Mes amis

Year: 1927

Author: Emmanuel Bove (1898 - 1945)

Artist: André Dignimont (1891 - 1965)

Publisher: Émile-Paul frères

Mes amis, dust jacket

Emmanuel Bove, born in Paris as Emmanuel Bobovnikoff, died in his native city on Friday 13 July 1945, the night on which all of France prepared for the large-scale celebration of the first 'quatorze juillet' since World War II. He would probably have taken no part in the festivities. Bove was known as a man of few words, a shy and discreet observer. His novels and novellas were populated by awkward figures, 'losers' who were always penniless. In their banal environments, they were resigned to their hopeless fate. Bove's airy style and the humorous observations made sure that his distressing tales were modernist besides being depressing: not the style, but the themes matched the post-war atmosphere precisely.

Victor Bâton is a war invalid, living on a minimum remittance and residing in a miserable hotel room in Paris, from where he was ultimately evicted: in short, the prototype for the characters in Bove's novels. He spends as much of the day as possible on the streets, where he wanders aimlessly, full of desire of friendship, or better yet: a mistress 'to whom I can confide my grief'. He tells his own tale in Mes amis, which was published in 1924.

▶ _Directions_
#1 From the page on Mes amis, reproduce the passage between "Victor Bâton is" and "published in 1924.", inclusive.
#2 Extend the page on Mes amis with a further passage that picks up after its final sentence.

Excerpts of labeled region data
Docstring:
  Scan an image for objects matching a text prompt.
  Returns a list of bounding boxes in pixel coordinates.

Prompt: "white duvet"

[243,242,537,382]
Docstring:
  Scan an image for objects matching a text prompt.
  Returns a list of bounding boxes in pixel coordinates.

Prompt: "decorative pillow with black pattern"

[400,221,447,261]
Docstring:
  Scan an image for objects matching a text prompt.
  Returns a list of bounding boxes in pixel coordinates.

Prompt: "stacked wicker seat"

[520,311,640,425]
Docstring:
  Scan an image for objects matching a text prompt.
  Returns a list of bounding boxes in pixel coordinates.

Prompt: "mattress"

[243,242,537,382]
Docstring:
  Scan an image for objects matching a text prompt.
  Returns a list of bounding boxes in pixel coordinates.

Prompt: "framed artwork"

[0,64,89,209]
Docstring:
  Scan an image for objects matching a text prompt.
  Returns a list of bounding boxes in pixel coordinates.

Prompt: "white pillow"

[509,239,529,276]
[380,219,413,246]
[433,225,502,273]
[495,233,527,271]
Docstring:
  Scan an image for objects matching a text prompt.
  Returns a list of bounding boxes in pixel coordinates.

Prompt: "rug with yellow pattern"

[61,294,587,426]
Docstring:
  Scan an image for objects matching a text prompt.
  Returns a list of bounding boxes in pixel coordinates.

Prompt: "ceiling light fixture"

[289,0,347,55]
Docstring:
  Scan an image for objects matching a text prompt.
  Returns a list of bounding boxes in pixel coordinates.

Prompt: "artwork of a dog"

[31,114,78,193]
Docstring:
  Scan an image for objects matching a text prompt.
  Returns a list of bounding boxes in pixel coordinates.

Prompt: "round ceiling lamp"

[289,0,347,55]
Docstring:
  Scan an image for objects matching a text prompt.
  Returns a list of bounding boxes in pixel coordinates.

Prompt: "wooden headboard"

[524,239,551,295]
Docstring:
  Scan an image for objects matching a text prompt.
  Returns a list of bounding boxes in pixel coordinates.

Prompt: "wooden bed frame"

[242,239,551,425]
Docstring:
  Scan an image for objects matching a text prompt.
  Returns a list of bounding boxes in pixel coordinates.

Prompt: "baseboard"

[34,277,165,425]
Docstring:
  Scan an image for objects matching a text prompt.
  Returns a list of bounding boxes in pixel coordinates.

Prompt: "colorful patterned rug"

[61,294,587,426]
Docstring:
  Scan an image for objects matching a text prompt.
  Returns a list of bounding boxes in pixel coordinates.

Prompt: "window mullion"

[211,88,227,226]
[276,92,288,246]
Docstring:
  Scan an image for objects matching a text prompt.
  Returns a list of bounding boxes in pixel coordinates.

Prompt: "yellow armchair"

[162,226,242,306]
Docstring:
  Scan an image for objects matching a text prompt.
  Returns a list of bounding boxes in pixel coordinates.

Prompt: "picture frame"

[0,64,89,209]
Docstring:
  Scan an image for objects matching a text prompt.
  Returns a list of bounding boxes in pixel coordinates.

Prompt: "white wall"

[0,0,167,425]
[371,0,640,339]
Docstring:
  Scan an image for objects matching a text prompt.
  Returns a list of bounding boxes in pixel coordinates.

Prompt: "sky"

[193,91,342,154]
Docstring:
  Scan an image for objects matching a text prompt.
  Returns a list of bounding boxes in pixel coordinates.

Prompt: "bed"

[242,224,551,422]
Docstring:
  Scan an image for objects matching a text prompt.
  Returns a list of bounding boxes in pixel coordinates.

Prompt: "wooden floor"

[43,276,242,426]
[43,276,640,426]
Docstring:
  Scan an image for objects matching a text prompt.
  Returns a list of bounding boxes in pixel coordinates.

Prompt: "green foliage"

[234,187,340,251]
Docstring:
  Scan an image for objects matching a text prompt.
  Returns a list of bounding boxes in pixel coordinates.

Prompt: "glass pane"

▶ _Final results_
#1
Victor Bâton is a war invalid, living on a minimum remittance and residing in a miserable hotel room in Paris, from where he was ultimately evicted: in short, the prototype for the characters in Bove's novels. He spends as much of the day as possible on the streets, where he wanders aimlessly, full of desire of friendship, or better yet: a mistress 'to whom I can confide my grief'. He tells his own tale in Mes amis, which was published in 1924.

#2
Early vocation

The author, Bove, was only 25 years old. The story had several points of connection with his own life. As the son of a (Jewish) Russian immigrant and a chambermaid from Luxembourg, he knows social poverty from his own experience. Bove's young life was set in a constant alternation of bitter poverty and reasonable welfare, in Paris, Switzerland and England, in an atmosphere of inability, aimlessness, solitude and failure.

Emmanuel Bove already knew that he wanted to become a writer when he was fourteen. Besides holding countless jobs, he was already writing detective stories and pulp novels under various pseudonyms, which he produced at a rapid pace without much trouble (in the time when Georges Simenon also began to write). Bove was hired as a journalist for a new newspaper in 1923: Le quotidien. Before that, he wrote the column 'faits divers' devotedly, while he acquired inspiration for his own novels from his work as a crime reporter. Bove's writing was 'discovered' by Colette, an editor for the daily newspaper Le matin. His debut novel Mes amis was printed upon her instigation in the Colette Collections, which she had established at publishing house Ferenczi. The book was an immediate success. 'This is a delicious, moving, funny, original book', wrote the delighted Sacha Guitry, a famous author and director whom one would sooner expect to find in the salons of the wealthy than among the readers of a book like Mes amis. Guitry's positive criticism in the popular right-wing magazine Candide helped to launch this book successfully.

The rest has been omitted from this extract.